* _Input for this task_:
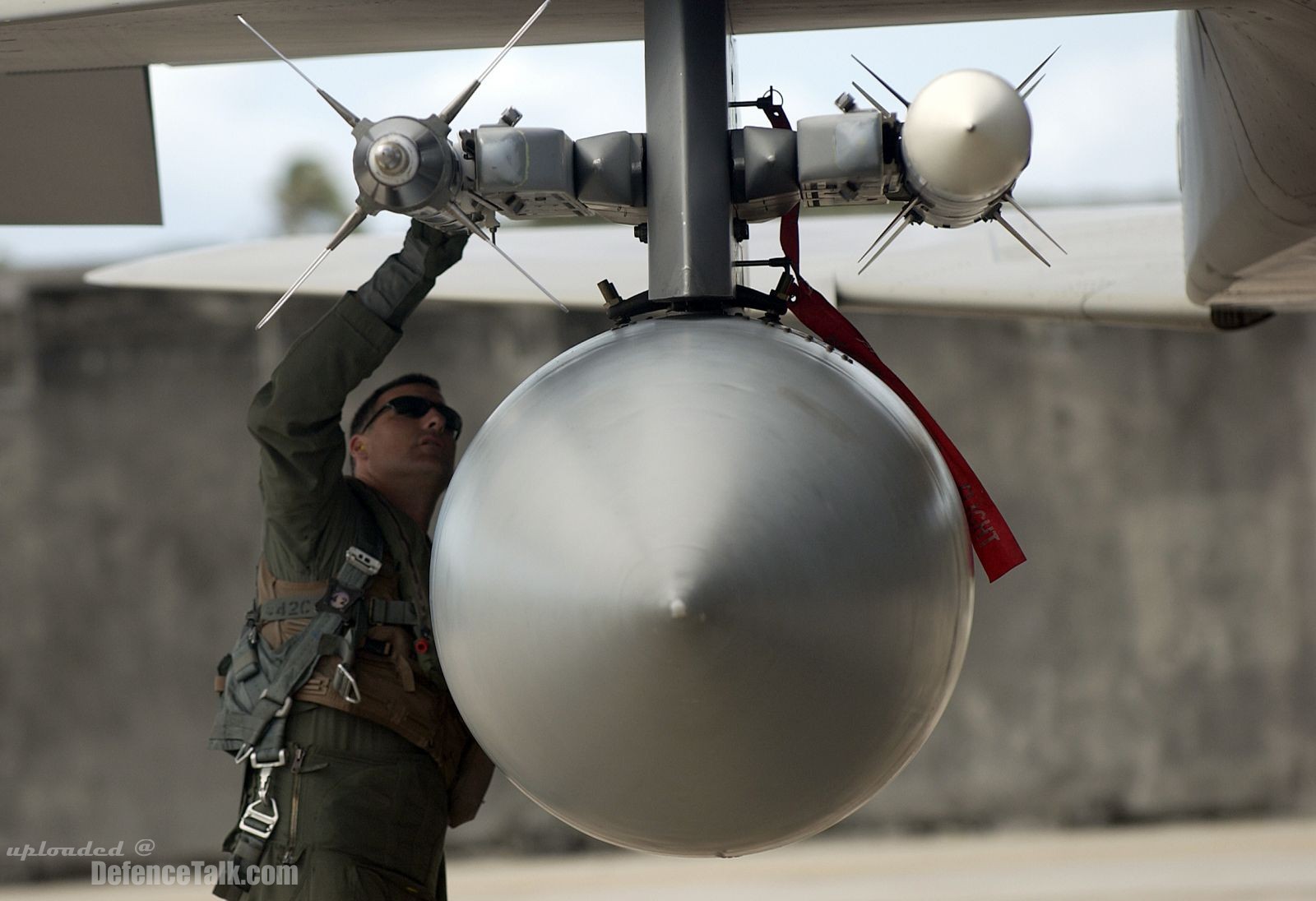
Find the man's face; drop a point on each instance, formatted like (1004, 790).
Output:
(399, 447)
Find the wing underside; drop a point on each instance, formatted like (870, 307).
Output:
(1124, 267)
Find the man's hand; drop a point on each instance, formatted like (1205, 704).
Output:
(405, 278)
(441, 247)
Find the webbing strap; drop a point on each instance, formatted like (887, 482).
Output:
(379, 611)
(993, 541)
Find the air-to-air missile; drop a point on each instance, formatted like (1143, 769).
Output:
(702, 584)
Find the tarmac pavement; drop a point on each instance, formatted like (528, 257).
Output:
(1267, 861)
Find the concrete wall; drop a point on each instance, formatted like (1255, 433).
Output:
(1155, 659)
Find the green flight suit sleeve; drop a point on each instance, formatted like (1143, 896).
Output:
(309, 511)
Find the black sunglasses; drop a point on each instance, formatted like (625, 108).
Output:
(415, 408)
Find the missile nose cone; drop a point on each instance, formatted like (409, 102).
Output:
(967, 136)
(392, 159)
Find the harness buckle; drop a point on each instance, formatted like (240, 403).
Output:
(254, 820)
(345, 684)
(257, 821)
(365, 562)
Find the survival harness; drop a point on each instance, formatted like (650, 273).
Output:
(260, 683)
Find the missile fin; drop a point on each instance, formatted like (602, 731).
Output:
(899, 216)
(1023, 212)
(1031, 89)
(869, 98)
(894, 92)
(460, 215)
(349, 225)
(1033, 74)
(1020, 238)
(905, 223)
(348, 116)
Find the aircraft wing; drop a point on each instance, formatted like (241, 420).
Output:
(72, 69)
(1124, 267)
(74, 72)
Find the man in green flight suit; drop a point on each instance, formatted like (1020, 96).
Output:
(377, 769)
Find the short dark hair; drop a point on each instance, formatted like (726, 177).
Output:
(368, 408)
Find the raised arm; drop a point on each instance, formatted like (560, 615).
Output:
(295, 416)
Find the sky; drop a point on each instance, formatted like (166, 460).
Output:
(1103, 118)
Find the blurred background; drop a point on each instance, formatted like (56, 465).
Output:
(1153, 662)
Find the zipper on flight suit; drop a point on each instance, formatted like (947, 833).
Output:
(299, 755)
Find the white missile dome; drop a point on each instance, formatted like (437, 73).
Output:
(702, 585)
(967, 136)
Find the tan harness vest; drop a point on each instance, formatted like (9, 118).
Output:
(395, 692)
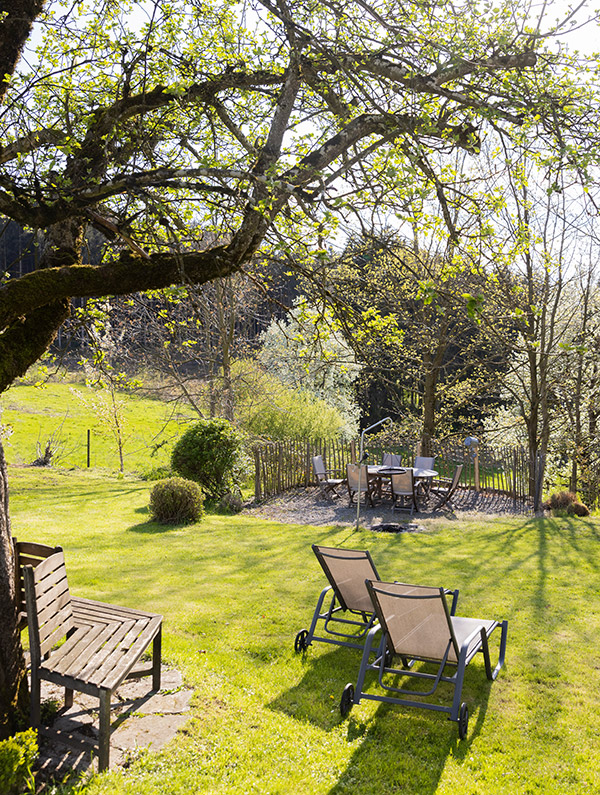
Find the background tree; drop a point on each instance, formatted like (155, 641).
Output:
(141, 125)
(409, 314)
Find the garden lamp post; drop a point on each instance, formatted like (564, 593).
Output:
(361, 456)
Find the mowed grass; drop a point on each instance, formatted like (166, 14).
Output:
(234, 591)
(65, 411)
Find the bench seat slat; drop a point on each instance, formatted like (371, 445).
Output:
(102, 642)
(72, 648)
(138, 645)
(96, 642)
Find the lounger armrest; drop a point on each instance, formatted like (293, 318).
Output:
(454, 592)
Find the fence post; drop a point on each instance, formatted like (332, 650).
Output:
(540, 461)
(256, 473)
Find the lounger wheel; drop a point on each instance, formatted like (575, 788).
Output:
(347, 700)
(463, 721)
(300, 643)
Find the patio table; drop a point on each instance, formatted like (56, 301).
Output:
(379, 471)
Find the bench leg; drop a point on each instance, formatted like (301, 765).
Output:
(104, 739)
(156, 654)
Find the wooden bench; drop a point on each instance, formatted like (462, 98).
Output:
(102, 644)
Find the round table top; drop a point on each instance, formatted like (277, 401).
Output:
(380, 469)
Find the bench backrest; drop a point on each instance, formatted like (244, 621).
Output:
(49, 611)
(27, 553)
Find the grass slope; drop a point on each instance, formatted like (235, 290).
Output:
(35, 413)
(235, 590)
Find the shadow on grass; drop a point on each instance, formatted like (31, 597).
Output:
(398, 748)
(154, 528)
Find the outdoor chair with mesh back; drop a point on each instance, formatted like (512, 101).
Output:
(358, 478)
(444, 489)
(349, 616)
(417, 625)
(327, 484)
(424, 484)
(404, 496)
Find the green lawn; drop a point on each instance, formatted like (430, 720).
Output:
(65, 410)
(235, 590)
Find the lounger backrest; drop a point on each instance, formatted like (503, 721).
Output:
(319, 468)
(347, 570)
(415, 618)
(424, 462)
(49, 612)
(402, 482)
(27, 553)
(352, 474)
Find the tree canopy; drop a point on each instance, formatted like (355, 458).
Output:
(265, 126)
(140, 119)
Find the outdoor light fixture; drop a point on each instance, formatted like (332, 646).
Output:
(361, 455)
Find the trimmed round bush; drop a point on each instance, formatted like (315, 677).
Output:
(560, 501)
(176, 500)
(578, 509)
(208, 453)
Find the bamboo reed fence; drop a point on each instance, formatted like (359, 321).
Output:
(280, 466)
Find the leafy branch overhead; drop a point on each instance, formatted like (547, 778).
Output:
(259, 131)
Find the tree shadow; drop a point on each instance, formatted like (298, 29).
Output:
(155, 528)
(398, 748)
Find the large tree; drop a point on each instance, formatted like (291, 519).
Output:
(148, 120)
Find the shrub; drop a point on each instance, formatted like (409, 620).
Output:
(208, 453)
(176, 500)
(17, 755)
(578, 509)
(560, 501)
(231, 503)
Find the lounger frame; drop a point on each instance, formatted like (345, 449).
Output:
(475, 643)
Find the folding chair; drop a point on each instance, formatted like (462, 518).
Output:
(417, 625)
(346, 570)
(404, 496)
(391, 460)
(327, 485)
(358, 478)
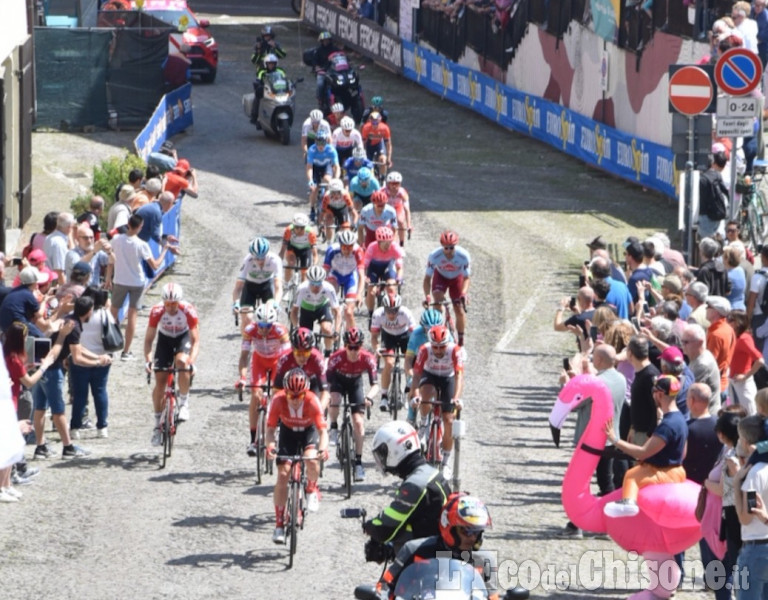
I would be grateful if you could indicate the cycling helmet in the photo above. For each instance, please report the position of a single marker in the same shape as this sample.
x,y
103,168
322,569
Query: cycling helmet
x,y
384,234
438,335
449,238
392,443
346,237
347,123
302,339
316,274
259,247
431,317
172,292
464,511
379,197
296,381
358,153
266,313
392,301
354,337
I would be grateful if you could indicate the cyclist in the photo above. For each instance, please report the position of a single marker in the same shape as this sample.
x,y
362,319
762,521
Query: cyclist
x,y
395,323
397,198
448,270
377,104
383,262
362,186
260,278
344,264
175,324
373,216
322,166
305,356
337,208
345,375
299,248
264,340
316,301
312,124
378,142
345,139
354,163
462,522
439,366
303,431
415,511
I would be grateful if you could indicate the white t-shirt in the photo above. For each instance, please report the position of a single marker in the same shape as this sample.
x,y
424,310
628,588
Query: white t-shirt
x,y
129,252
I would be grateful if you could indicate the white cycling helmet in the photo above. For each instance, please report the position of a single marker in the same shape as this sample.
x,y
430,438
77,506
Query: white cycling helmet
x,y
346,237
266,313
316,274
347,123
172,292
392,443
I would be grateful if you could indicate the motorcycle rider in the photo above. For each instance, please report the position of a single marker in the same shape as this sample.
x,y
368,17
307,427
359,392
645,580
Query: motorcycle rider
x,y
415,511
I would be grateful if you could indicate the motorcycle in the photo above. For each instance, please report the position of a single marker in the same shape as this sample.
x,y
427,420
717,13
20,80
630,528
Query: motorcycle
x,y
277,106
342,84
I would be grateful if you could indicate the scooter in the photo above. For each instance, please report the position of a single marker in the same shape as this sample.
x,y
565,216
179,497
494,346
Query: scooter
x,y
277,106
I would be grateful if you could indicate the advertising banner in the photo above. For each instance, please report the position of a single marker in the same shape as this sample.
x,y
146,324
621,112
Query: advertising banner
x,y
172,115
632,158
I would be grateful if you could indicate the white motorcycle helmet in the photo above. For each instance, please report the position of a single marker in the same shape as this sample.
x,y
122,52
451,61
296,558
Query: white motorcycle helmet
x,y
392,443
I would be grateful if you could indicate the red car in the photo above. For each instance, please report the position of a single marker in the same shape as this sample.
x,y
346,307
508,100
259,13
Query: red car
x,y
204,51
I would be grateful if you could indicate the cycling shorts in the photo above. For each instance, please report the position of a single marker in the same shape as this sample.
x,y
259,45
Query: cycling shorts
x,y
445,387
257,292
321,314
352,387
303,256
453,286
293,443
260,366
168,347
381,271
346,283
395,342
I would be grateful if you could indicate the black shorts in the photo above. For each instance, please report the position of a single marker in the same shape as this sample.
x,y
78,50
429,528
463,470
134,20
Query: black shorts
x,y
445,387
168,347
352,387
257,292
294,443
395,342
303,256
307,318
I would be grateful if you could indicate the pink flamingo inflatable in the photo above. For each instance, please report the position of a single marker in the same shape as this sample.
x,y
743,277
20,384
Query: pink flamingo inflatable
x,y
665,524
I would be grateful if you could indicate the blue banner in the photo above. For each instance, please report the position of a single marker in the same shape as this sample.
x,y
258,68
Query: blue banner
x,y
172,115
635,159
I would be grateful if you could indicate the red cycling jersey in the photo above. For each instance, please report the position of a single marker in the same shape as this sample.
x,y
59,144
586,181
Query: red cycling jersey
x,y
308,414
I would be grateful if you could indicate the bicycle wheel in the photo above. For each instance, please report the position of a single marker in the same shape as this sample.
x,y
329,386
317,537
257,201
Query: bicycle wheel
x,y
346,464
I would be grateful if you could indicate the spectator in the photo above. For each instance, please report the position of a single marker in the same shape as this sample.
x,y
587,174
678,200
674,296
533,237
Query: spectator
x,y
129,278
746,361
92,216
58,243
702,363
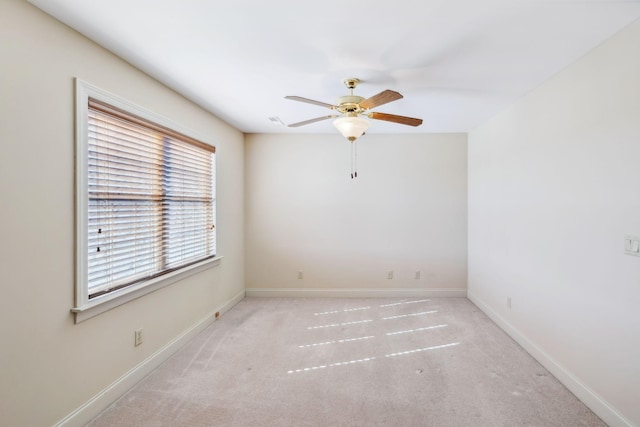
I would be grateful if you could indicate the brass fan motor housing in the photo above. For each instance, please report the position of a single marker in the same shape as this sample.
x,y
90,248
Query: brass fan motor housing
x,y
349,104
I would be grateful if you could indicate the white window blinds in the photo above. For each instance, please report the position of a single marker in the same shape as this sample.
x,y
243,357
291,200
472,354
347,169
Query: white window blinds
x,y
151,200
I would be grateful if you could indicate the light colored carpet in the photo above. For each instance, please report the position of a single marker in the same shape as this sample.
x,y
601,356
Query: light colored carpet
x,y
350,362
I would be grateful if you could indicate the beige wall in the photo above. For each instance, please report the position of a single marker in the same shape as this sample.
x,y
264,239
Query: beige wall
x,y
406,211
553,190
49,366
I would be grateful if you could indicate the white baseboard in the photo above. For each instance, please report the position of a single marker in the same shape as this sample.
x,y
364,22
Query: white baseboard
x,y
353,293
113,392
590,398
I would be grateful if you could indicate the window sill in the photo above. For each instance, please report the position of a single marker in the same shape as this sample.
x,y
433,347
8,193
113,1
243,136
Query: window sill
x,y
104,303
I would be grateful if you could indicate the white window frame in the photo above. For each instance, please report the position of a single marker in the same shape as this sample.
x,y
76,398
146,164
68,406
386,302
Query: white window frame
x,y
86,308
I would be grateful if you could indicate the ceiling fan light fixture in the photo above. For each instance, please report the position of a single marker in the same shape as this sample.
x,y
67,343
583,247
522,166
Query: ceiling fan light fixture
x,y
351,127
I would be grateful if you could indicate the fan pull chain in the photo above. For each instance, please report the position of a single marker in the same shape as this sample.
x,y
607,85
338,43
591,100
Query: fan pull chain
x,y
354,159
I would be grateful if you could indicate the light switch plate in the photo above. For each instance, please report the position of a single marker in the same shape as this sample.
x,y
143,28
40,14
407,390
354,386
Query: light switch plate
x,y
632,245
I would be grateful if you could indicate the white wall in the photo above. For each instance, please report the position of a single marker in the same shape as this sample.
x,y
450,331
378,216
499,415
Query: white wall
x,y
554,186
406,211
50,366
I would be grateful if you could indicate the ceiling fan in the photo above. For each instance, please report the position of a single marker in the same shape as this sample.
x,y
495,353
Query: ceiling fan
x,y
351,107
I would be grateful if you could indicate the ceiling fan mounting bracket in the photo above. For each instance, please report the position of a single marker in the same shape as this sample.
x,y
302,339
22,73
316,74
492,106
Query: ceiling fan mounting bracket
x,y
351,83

* _What you need to do_: Exactly and only the lines from the one containing "I would be grateful if you could indicate the fan" through the end of the material are to be reproduced, both ends included.

* _Reply to the task_:
I would be grateful if you could indicate the fan pull chain in the photo above. For each instance, please report the position of a single marker in the same shape as this sample.
x,y
607,85
338,43
591,100
Query: fan pull chain
x,y
354,159
I would be grateful if you could indicate the light switch plate in the photo above. For each instance, please report the position of a single marker in the same shape as this sample.
x,y
143,28
40,14
407,390
354,386
Query: light switch plate
x,y
632,245
I would be grateful if you could indicate the white wall in the photo above. For each instance, please report the position of a single marker in the same shape as this sample.
x,y
450,331
378,216
499,415
Query: white wall
x,y
554,186
406,211
50,366
I would be grateful if you could indicate the ceiling fan in the photo above. For each instance, please report the position of a single marker in the same shape as this sample.
x,y
495,353
Query: ceiling fan
x,y
351,107
I would be grateful if you could indicate the ceiling fan mounting bracket in the photo above. For each instance, please report the position of a single marker in the same shape as this sample.
x,y
302,339
22,73
316,74
492,106
Query: ceiling fan mounting bracket
x,y
351,83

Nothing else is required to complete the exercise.